◆ **Aufgabe A**
Übertrage den Satz „Ich habe mir gestern ein Nokia 5800 XpressMusic bestellt.“ aus dem Forenbeitrag zum Nokia 5800 ins Englische.
◆ **Aufgabe B**
Gib bitte den Forenbeitrag zum Nokia 5800 von „# Nokia 5800“ bis „nicht mehr durchsieht.“ wortgetreu wieder.
===== Textauszug =====
# Nokia 5800 XpressMusic, PC Suite oder Ovi Suite, Navigation allgemein



## Pixy (28. September 2010)

Erst mal Hallo an alle.

Ich könnte ernsthaft einmal Eure Hilfe brauchen, da man in den ganzen Dingen ja nicht mehr durchsieht.

Ich habe mir gestern ein Nokia 5800 XpressMusic bestellt. Da mein jetziges Nokia 7610 nach 5 Jahren echt ausgedient hat. Es zuckt förmlich nur noch.
Aber es hat mir in all den Jahren gute Dienste  geleistet.

Zu dem neuen Smartphone gibt es aber auch leider genauso viele Fragen wie Funktion.

Die erste Frage bzw. deren Funktion ist auch schnell gefunden.

Nimmt man PC Suite oder Ovi Suite? PC Suite soll älter sein. Hat aber den Vorteil dass man damit Kontakte, SMS, usw. bearbeiten kann. Diese durchaus wichtigen Funktionen soll es im OVI Suite nicht mehr geben!

Stattdessen, soll man mit OVI Suite, im Multimedia Bereich mehr machen können. Sei es Filme Music usw.
===== Erfasste Daten =====
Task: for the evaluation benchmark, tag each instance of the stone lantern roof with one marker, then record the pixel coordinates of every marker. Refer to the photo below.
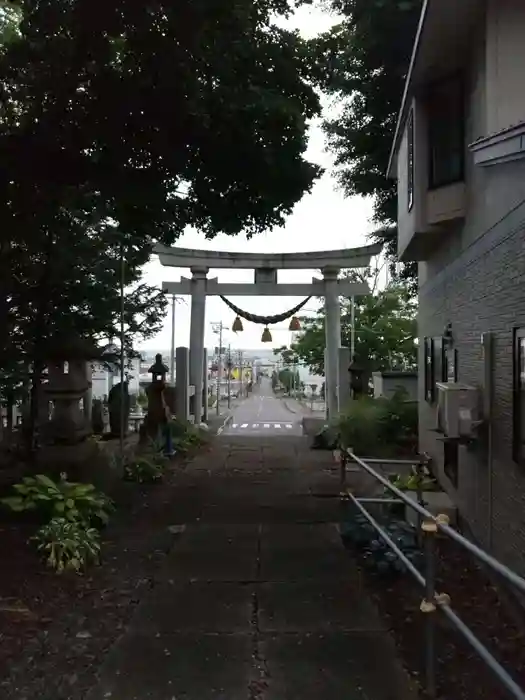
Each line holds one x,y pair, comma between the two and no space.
72,347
=====
◆ **Richtige Antwort A**
Yesterday I ordered a Nokia 5800 XpressMusic.

◆ **Richtige Antwort B**
# Nokia 5800 XpressMusic, PC Suite oder Ovi Suite, Navigation allgemein



## Pixy (28. September 2010)

Erst mal Hallo an alle.

Ich könnte ernsthaft einmal Eure Hilfe brauchen, da man in den ganzen Dingen ja nicht mehr durchsieht.